Data for this task section start
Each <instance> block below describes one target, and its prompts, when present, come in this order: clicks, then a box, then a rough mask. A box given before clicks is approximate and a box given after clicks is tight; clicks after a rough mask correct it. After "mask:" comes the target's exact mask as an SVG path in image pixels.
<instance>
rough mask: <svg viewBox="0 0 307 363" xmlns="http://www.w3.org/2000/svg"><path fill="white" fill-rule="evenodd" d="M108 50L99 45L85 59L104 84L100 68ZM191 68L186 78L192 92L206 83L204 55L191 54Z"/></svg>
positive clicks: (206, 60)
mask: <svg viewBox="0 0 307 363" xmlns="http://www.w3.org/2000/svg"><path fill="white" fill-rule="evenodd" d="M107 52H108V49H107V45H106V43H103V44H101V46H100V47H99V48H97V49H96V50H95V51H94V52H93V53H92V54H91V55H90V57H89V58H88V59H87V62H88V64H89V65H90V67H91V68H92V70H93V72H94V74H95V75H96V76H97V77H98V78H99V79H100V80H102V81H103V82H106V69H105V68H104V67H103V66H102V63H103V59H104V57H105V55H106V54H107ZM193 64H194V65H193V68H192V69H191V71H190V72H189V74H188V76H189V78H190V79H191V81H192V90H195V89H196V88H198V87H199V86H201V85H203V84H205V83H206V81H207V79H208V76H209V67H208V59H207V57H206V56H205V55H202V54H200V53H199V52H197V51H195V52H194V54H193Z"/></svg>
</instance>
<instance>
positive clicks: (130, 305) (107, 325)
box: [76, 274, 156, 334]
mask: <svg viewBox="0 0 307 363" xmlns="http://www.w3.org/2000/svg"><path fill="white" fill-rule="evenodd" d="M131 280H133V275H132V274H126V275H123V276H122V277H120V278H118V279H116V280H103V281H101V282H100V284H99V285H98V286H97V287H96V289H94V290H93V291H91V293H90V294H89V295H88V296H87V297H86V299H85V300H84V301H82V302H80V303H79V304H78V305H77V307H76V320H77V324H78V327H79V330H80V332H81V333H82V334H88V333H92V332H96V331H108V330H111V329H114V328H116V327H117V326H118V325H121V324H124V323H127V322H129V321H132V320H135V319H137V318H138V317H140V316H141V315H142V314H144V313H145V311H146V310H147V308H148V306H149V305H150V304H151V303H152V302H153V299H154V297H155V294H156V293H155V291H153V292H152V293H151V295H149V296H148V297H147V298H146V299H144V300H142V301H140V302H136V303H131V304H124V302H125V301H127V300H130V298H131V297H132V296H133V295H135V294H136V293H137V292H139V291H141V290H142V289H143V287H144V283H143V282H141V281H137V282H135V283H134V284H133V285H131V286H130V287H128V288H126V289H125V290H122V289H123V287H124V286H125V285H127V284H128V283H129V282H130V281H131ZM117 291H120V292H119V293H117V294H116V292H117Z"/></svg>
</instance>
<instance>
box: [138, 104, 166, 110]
Data for this task section end
Exercise instructions:
Rewrite all of the rows above with every "rough mask" changed to "coarse mask" and everything else left as it is.

Written response:
Each <instance> block below describes one target, and its prompts, when present, come in this order: clicks, then a box, then a coarse mask. A box given before clicks is approximate and a box given after clicks is tight; clicks after a coarse mask correct it. After "mask:" comes the target's exact mask as an SVG path in image pixels.
<instance>
coarse mask: <svg viewBox="0 0 307 363" xmlns="http://www.w3.org/2000/svg"><path fill="white" fill-rule="evenodd" d="M108 50L99 45L85 59L104 84L100 68ZM191 68L186 78L192 92L206 83L204 55L191 54Z"/></svg>
positive clicks: (206, 60)
mask: <svg viewBox="0 0 307 363" xmlns="http://www.w3.org/2000/svg"><path fill="white" fill-rule="evenodd" d="M107 52H108V49H107V45H106V43H103V44H101V46H100V47H99V48H97V49H96V50H95V51H94V52H93V53H92V54H91V55H90V57H89V58H88V59H87V62H88V64H89V65H90V67H91V68H92V70H93V72H94V74H95V75H96V76H97V77H98V78H99V79H100V80H102V81H103V82H106V69H105V68H104V67H103V66H102V63H103V59H104V57H105V55H106V54H107ZM193 64H194V65H193V68H192V69H191V71H190V72H189V74H188V76H189V78H190V79H191V81H192V90H195V89H196V88H198V87H199V86H201V85H203V84H205V83H206V81H207V79H208V76H209V67H208V59H207V57H206V56H205V55H202V54H200V53H199V52H197V51H195V52H194V54H193Z"/></svg>
</instance>
<instance>
positive clicks: (130, 305) (107, 325)
box: [76, 274, 156, 334]
mask: <svg viewBox="0 0 307 363" xmlns="http://www.w3.org/2000/svg"><path fill="white" fill-rule="evenodd" d="M131 280H133V275H132V274H126V275H123V276H122V277H120V278H118V279H116V280H103V281H101V282H100V284H99V285H98V286H97V287H96V289H94V290H93V291H91V293H90V294H89V295H88V296H87V297H86V299H85V300H84V301H82V302H80V303H79V304H78V305H77V307H76V320H77V324H78V327H79V330H80V332H81V333H82V334H88V333H92V332H96V331H108V330H111V329H114V328H116V327H117V326H118V325H121V324H124V323H127V322H129V321H132V320H135V319H137V318H138V317H140V316H141V315H142V314H144V313H145V311H146V310H147V308H148V306H149V305H150V304H151V303H152V302H153V299H154V297H155V294H156V293H155V291H153V292H152V293H151V295H149V296H148V297H147V298H146V299H144V300H142V301H140V302H136V303H131V304H124V302H125V301H127V300H130V298H131V297H132V296H133V295H135V294H136V293H137V292H139V291H141V290H142V289H143V287H144V283H143V282H141V281H137V282H135V283H134V284H133V285H131V286H130V287H128V288H126V289H125V290H122V289H123V287H124V286H125V285H127V284H128V283H129V282H130V281H131ZM117 291H120V292H119V293H117V294H116V292H117Z"/></svg>
</instance>
<instance>
box: [138, 104, 166, 110]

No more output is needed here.